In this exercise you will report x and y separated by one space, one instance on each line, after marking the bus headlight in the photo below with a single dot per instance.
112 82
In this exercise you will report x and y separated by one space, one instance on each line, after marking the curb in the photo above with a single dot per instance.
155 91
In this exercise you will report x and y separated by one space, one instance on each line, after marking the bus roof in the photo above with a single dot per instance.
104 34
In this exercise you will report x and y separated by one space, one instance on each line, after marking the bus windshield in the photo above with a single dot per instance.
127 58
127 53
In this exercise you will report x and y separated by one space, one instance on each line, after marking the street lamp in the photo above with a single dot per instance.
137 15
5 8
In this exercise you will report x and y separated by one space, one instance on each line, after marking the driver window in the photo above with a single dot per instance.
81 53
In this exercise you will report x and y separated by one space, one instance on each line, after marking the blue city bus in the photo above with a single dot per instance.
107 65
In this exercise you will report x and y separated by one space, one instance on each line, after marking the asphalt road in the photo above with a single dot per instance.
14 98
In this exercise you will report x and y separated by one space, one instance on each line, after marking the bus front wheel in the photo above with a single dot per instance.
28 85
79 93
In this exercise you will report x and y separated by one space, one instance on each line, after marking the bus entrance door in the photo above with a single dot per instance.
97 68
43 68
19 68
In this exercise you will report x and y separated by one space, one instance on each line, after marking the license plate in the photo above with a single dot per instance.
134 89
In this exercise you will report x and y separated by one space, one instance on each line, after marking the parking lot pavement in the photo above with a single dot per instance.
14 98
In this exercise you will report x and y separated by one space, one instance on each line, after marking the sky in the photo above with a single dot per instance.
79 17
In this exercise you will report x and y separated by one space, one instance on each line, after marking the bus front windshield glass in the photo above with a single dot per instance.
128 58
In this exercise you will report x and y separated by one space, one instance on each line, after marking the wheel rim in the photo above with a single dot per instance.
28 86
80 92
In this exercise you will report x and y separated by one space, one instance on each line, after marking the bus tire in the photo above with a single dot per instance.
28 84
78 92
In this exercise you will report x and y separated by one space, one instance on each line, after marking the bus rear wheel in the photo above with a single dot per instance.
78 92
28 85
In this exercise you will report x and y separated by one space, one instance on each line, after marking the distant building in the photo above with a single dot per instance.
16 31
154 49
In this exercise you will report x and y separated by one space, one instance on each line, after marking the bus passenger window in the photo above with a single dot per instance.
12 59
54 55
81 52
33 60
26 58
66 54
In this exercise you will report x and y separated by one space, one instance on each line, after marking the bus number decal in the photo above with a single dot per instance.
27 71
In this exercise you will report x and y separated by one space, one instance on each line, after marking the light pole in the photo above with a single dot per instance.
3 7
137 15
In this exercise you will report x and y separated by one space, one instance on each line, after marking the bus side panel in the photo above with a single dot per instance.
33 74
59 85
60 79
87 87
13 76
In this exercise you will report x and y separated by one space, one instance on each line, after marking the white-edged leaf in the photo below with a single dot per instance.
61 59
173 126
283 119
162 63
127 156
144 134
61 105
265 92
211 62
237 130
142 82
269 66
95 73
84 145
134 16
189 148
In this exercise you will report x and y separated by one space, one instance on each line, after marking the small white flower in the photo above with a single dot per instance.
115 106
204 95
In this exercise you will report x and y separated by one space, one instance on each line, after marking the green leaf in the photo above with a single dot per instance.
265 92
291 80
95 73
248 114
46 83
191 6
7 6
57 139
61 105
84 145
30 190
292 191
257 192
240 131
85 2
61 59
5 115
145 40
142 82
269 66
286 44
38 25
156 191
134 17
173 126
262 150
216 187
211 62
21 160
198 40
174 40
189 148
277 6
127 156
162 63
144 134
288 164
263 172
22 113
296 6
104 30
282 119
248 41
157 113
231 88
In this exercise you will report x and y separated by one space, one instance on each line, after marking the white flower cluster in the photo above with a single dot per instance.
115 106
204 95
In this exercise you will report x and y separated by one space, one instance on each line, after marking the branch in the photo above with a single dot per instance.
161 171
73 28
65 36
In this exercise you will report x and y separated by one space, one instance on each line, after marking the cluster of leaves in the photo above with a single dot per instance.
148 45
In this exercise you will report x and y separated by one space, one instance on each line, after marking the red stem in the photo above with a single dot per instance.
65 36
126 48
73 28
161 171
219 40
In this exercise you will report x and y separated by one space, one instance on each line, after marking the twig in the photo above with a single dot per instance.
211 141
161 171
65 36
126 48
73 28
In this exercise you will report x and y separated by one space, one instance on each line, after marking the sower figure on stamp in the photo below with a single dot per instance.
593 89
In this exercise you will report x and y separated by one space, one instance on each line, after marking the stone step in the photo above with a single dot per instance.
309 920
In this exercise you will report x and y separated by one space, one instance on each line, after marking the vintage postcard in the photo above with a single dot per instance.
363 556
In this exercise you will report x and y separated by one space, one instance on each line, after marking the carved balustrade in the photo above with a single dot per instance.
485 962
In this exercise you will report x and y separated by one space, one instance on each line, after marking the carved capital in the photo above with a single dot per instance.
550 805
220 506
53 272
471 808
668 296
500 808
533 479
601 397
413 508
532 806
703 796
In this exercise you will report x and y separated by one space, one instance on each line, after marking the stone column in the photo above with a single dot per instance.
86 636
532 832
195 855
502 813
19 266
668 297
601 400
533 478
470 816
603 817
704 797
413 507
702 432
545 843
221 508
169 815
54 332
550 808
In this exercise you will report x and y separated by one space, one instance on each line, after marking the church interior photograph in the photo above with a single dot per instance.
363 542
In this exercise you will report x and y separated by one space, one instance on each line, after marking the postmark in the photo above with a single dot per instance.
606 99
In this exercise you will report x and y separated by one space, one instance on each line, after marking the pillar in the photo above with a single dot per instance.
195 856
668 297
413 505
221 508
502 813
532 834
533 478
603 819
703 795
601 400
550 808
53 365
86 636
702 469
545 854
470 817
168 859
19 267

▬▬▬▬▬▬▬▬▬▬

▸ **WORK REQUIRED**:
Each entry above is to be written out exactly.

▸ **EXERCISE RESULT**:
In this exercise you will report x and y separated by one space, one instance on each line, after marking the bus headlight in the photo below with a single dot per instance.
112 82
In this exercise you will report x and y separated by one space, one instance on each line, after marking the curb in the photo above with a single dot per instance.
155 91
In this exercise you will report x and y separated by one space, one instance on each line, after marking the bus roof in the photo above with a single dot per instance.
104 34
In this exercise you will report x and y separated by one space, one instance on each line, after marking the bus windshield in the photo above with a single dot per instance.
127 58
127 53
In this exercise you will report x and y separated by one space, one instance on each line, after marking the street lamp in the photo above with a single dot per instance.
137 15
5 8
In this exercise you will report x and y separated by one space, one instance on each line, after marking the driver window in the photo above with a single dot per instance.
81 53
In this exercise you will report x and y separated by one space, one instance on each line, after marking the blue city bus in the photo above with a single dot per instance.
107 65
In this exercise you will report x and y separated by one space, one instance on each line, after marking the asphalt road in the photo above with a single dot per instance.
14 98
In this exercise you will report x and y separated by one space, one instance on each line, after marking the bus front wheel in the photo above with a single dot per instance.
28 85
79 93
In this exercise you will report x and y separated by one space, one instance on each line, after marking the bus entrance door in the photo above with a single dot per instance.
97 68
43 68
19 68
In this exercise you will report x and y separated by one space, one instance on each line, after marking the license plate in the photo above with a single dot per instance.
134 89
In this exercise you will report x and y separated by one space, one instance on each line, after marking the parking lot pavement in the photo above with a single dot per instance.
14 98
In this exercise you will report x and y separated by one space, one instance on each line, after marking the sky in the photo above with a single dot per instance.
79 17
In this exercise you will report x and y separated by one space, one instance on each line, after marking the bus front windshield glass in the photo above with a single dot per instance.
128 58
In this exercise you will report x and y separated by one space, one instance on each line, after marking the wheel rim in the photo above with a single dot per instance.
28 86
80 92
In this exercise you will report x and y separated by one space, one instance on each line, after marking the bus tire in the photo above with a single dot per instance.
28 84
78 92
In this exercise you will report x and y separated by one space, one instance on each line, after marking the bus rear wheel in the photo above with a single dot per instance.
78 92
28 85
In this exercise you will report x and y separated by one space, one instance on each line, after marking the distant building in the photo above with a single dot per instance.
16 31
154 49
In this exercise you will report x and y separated by one space, one instance on each line, after marking the bus passenger window in the photo above with a single dot per instance.
12 59
54 55
81 52
33 60
26 58
66 54
In this exercise you will report x and y separated by one space, one instance on each line, after marking the bus number decal in the photo above with a single dot per instance.
27 71
In this exercise you will report x and y separated by one space, one instance on each line, after marking the light pole in the photo above with a single dot per instance.
3 7
137 15
In this exercise you will report x and y separated by one space, one instance on each line, after marking the bus side panel in the photo above with a single dot per instance.
33 74
59 85
60 79
87 87
13 76
In this exercise you will report x and y separated by one space, one instance on each line, after marking the white-edged leaf in the photo below with a single dot per instance.
61 59
173 126
283 119
162 63
127 156
144 134
61 105
265 92
211 62
237 130
142 82
269 66
95 73
84 145
134 16
189 148
In this exercise you will report x and y separated by one space, one instance on each line, after marking the small white flower in the photo above with a single dot per instance.
115 106
204 95
In this exercise you will report x and y separated by one space, one instance on each line, after marking the green leaf in the photo above with a single dot per instance.
265 92
291 80
95 73
248 114
46 83
191 6
7 6
57 139
61 105
84 145
30 190
292 191
257 192
240 131
85 2
61 59
5 115
145 40
142 82
269 66
286 44
38 25
156 191
134 17
173 126
262 150
216 187
211 62
21 160
198 40
174 40
189 148
277 6
127 156
162 63
144 134
288 164
263 172
22 113
296 6
104 30
282 119
248 41
157 113
231 88
In this exercise you will report x and y separated by one space, one instance on each line, after marking the white flower cluster in the photo above with a single dot per instance.
115 106
204 95
In this exercise you will report x and y separated by one space, one instance on each line, after marking the branch in the photo above with a single dot per instance.
161 171
73 28
65 36
In this exercise you will report x and y separated by one space, one instance on each line, after marking the cluster of leaves in the photo above with a single dot per instance.
148 45
In this exercise you will report x and y separated by one space, one instance on each line, after marking the red stem in the photo above with a single dot per instance.
65 36
126 48
73 28
161 171
219 40
In this exercise you will report x and y separated by one space, one instance on each line, after marking the twig in the photo above with a single dot per instance.
211 141
161 171
65 36
126 48
73 28
In this exercise you will report x and y separated by one space, one instance on each line, after marking the sower figure on stamp in the photo below with a single dot per instance.
593 89
In this exercise you will report x and y separated by one space, one instance on each line, after marking the stone step in the photo above with a single dot per instance.
309 920
In this exercise you will report x and y separated by one space, one instance on each line, after marking the vintage postcard in the photo above with a single dot per instance.
363 556
In this exercise you will report x and y separated by one space, one instance on each line, after marking the carved balustrade in the photo above with a single dot per instance.
485 962
In this exercise you will report x and y separated by one space, one instance on each line, after marking the carved capital in the photo above with a single dot per instance.
550 805
220 506
53 272
471 808
668 296
500 808
533 479
601 397
413 508
532 806
703 796
In this exercise you will report x and y separated by one space, one instance on each line, after marking the stone column in the photo above with a single dot per instance.
86 636
532 832
195 855
502 813
19 266
668 297
601 400
533 478
470 816
603 817
704 797
413 507
702 432
545 843
221 508
169 815
54 332
550 808
In this exercise you will report x and y separated by one space, one instance on each line, after marking the church interior photograph in the photo above with a single dot per instance.
363 542
In this exercise you will report x and y separated by one space, one instance on each line, after marking the postmark in the photo above with a single dot per instance.
606 99
In this exercise you will report x and y separated by one space, one instance on each line, after marking the pillar in the photo above with a single dot per instance.
195 856
668 297
413 505
221 508
502 813
532 834
533 478
603 819
703 795
601 400
550 808
53 365
86 636
702 469
545 854
470 817
168 859
19 267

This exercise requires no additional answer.